+++ Exercise materials +++
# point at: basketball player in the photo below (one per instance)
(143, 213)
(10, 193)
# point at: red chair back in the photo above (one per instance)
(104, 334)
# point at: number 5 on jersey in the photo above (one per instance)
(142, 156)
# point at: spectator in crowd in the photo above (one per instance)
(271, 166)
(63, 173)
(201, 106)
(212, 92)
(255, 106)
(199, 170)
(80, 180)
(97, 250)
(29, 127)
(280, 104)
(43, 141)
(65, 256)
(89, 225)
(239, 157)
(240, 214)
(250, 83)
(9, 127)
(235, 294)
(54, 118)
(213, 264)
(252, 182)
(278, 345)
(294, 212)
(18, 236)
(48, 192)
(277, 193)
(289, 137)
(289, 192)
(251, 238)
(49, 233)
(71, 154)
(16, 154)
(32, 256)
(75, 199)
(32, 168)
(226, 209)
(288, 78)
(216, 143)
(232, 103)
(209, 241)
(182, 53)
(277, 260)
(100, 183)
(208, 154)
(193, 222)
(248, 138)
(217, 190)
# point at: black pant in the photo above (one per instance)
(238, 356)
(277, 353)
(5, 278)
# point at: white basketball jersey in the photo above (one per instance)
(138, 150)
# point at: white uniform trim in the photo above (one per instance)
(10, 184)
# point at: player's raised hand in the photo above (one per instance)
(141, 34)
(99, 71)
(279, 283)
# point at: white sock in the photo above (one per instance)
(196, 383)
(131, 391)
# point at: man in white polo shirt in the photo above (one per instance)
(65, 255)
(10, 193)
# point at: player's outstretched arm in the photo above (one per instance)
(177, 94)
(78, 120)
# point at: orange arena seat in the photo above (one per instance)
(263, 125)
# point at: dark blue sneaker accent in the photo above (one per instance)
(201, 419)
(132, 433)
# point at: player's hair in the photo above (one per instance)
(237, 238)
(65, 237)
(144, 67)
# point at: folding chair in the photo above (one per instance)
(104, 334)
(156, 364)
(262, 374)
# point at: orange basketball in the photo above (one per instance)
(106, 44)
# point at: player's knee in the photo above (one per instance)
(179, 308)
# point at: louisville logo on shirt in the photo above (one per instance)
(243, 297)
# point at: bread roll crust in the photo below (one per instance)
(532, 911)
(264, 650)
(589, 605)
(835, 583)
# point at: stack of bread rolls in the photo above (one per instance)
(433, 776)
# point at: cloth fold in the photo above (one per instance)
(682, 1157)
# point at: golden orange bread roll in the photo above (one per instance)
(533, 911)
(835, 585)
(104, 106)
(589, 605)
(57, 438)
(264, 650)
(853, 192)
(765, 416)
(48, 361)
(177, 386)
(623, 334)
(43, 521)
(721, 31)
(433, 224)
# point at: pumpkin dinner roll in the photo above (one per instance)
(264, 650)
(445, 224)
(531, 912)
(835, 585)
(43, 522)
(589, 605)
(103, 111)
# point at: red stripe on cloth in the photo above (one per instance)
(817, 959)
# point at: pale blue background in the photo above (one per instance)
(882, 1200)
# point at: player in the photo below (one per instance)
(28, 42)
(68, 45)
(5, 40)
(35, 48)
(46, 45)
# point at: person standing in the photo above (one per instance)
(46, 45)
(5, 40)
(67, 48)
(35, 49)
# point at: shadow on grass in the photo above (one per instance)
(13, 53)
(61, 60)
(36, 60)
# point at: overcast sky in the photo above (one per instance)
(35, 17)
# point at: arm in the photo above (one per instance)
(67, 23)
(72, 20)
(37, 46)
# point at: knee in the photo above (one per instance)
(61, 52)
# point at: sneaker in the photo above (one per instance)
+++
• _What is required_
Every entry is to be copied exactly, with none omitted.

• _Exercise result_
# point at: basketball player in the photo below (one per instance)
(143, 213)
(10, 193)
# point at: red chair back in the photo above (one per instance)
(104, 334)
# point at: number 5 on jersey in the photo above (one per instance)
(142, 156)
# point at: spectator in crowd in the photo above (one per instance)
(271, 166)
(63, 173)
(201, 106)
(212, 92)
(255, 106)
(199, 170)
(80, 180)
(97, 250)
(29, 127)
(280, 104)
(43, 141)
(65, 256)
(89, 225)
(239, 157)
(240, 214)
(250, 83)
(9, 127)
(235, 294)
(54, 118)
(213, 264)
(252, 182)
(278, 345)
(294, 212)
(18, 236)
(48, 192)
(277, 193)
(289, 137)
(289, 192)
(251, 238)
(49, 233)
(71, 154)
(16, 154)
(32, 256)
(75, 199)
(32, 168)
(226, 209)
(288, 78)
(216, 143)
(232, 103)
(209, 241)
(182, 53)
(277, 260)
(100, 183)
(208, 154)
(193, 222)
(248, 138)
(217, 190)
# point at: black pant in the photo above (one per instance)
(238, 356)
(277, 353)
(5, 278)
# point at: white basketball jersey in the photo above (one per instance)
(138, 150)
# point at: white uniform trim in the photo above (one per instance)
(10, 184)
# point at: player's raised hand in the photo above (one per instance)
(141, 34)
(99, 71)
(279, 283)
# point at: white sock in the photo above (one per instance)
(196, 383)
(131, 391)
# point at: man in white polo shirt in the photo above (one per instance)
(65, 255)
(10, 193)
# point at: player's outstretched arm in the photo above (one per instance)
(177, 94)
(78, 120)
# point at: orange arena seat in the photo above (one per instance)
(263, 125)
# point at: dark blue sneaker accent in the photo above (one per instance)
(201, 419)
(132, 433)
# point at: player's hair in the photo above (one per instance)
(237, 238)
(65, 237)
(144, 67)
# point at: folding chair in the photo above (one per instance)
(104, 334)
(156, 364)
(262, 374)
# point at: orange basketball in the photo above (one per instance)
(106, 44)
# point at: player's knee in the photo above (one per instance)
(179, 308)
# point at: louisville logo on shirt in the photo above (one per instance)
(243, 297)
# point at: bread roll crust in the photo below (one per instance)
(532, 911)
(264, 650)
(589, 605)
(835, 583)
# point at: stack of bread rolls in the photo above (one per instance)
(433, 776)
# point at: cloth fold in the photo above (one per instance)
(682, 1157)
# point at: golden orange bread roll in the photo above (one per instance)
(533, 911)
(835, 585)
(104, 106)
(589, 605)
(57, 438)
(264, 650)
(853, 192)
(765, 416)
(48, 361)
(177, 386)
(623, 334)
(43, 521)
(721, 31)
(433, 224)
# point at: pumpkin dinner roll in the photo above (one per instance)
(264, 650)
(445, 224)
(531, 912)
(835, 585)
(43, 522)
(589, 605)
(103, 111)
# point at: red stripe on cloth in the photo above (one per instance)
(817, 959)
# point at: pale blue background in the photo above (one per instance)
(882, 1200)
# point at: player in the photo below (one per instance)
(28, 42)
(68, 45)
(5, 40)
(35, 48)
(46, 45)
# point at: person standing in the photo above (one per instance)
(46, 45)
(5, 40)
(67, 48)
(35, 49)
# point at: shadow on grass in the photo above (one per instance)
(13, 53)
(61, 60)
(36, 60)
# point at: overcast sky in the photo above (one per instance)
(35, 17)
# point at: arm in the photo above (one per instance)
(67, 23)
(72, 20)
(37, 46)
# point at: knee in the photo above (one per instance)
(61, 52)
# point at: sneaker in the photo above (one per instance)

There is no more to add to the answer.